» Text passage:

'''

So, I haven’t blogged in a while. I guess I should make all of the usual excuses about being busy (which is true), etc. But the fact of the matter is that I really haven’t had a whole heck of a lot that I thought would be of interest, certainly there wasn’t a lot that interested me!
But now, I have something that really get my juices flowing. The new IBM XIV. I don’t know if you’ve heard about this wonderful new storage platform from the folks at IBM, but I’m starting to bump into a lot of flolks that are either looking seriously at one, or have one, or more, on the floor now. It’s got some great pluses:
- It’s dirt cheap. On top of that, I heard that IBM is willing to do whatever it takes on price to get you to buy one of these boxes, to the point that they are practically giving them away. And, as someone I know and love once said “what part of free, isn’t free”?
- Fiber channel performance from a SATA box. I guess that’s one of the ways that they are using to keep the price so low.
- Teir 1 performance and reliability at a significantly lower price point.
So, that’s the deal, but like with everything in this world, there’s no free lunch. Yes, that’s right, I hate to break it to you folks, but you really can’t get something for nothing. The question to ask yourself is, is the XIV really too good to be true? The answer is yes, it is.
But the title of this blog is pretty harsh, don’t you think? Well, I think that once you understand that the real price you are paying for the “almost free’ XIV could be your career, or at least your job, then you might start to understand where I’m coming from. How can that be? Well, I think that in most shops, if you are the person who brought in a storage array which eventually causes a multi-day outage in your most critical systems that your job is going to be in jeopardy. And that’s what could happen to you if you buy into all of the above from IBM regarding the XIV.
What are you talking about Joerg?!? IBM says that the XIV is “self healing”, and that it can rebuild the lost data on a failed drive in 30 minutes or less. So how can what your said be true? Well folks, here’s the dirty little secret that IBM doesn’t want you to know about the XIV. Due to its architecture if you ever lose two drives in the entire box (not a shelf, not a RAID group, the whole box all 180 drives) within 30 minutes of each other, you lose all of the data on the entire array. Yup, that’s right, all your tier 1 applications are now down, and you will be reloading them from tape. This is a process that could take you quite some time, I’m betting days if not weeks to complete. That’s right, SAP down for a week, Exchange down for 3 days, etc. Again, do you think that if you brought that box in after something like that your career at this company wouldn’t be limited?

'''

» Required actions:
**a.** In the blog post about the IBM XIV, what happens if two drives anywhere in the box fail within 30 minutes of each other?
**b.** Write the next part of the blog post on the IBM XIV, picking up after its final sentence.

» Stored records:

'''

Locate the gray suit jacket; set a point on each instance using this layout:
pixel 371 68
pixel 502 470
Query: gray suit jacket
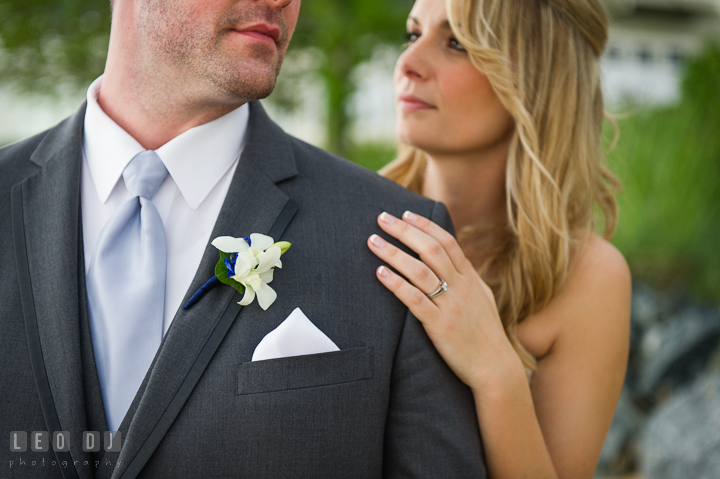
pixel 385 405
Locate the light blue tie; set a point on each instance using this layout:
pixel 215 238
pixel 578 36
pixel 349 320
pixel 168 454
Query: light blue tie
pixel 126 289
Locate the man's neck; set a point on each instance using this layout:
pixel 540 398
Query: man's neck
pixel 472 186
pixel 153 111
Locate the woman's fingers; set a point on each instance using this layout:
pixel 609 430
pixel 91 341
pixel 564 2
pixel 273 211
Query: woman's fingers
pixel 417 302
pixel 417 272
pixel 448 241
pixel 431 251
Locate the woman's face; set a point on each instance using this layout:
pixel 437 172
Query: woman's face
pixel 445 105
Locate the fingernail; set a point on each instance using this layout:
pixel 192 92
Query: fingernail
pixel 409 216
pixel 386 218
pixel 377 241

'''

» Answers to the exercises:
**a.** All of the data on the entire array is lost.

**b.**
So, IBM will tell you that the likely hood of that happening is very small, almost infinitesimal. And they are right, but it’s not zero, so you are the one taking on that risk. Here’s another thing to keep in mind. Studies done at large data centers have show that disk drives don’t fail in a completely random way. They actually fail in clusters, so the chances of a second drive failing within the 30 minute window after that first drive failed are actually a lot higher than IBM would like you to believe. But, hey, let’s keep in mind that we play the risk game all the time with RAID protected arrays, right? But the big difference here is that the scope of the data loss is so much greater. If I have a failure in a 4+1 RAID-5 raid group, I’m going to lose some LUNs, and I’m going to have to reload that data from tape. However, it’s not the entire array! So I’ve had a much smaller impact across my Tier 1 applications, and the recovery from that should be much quicker. With the XIV, all my Teir 1 applications are down, and they have to all be reloaded from tape.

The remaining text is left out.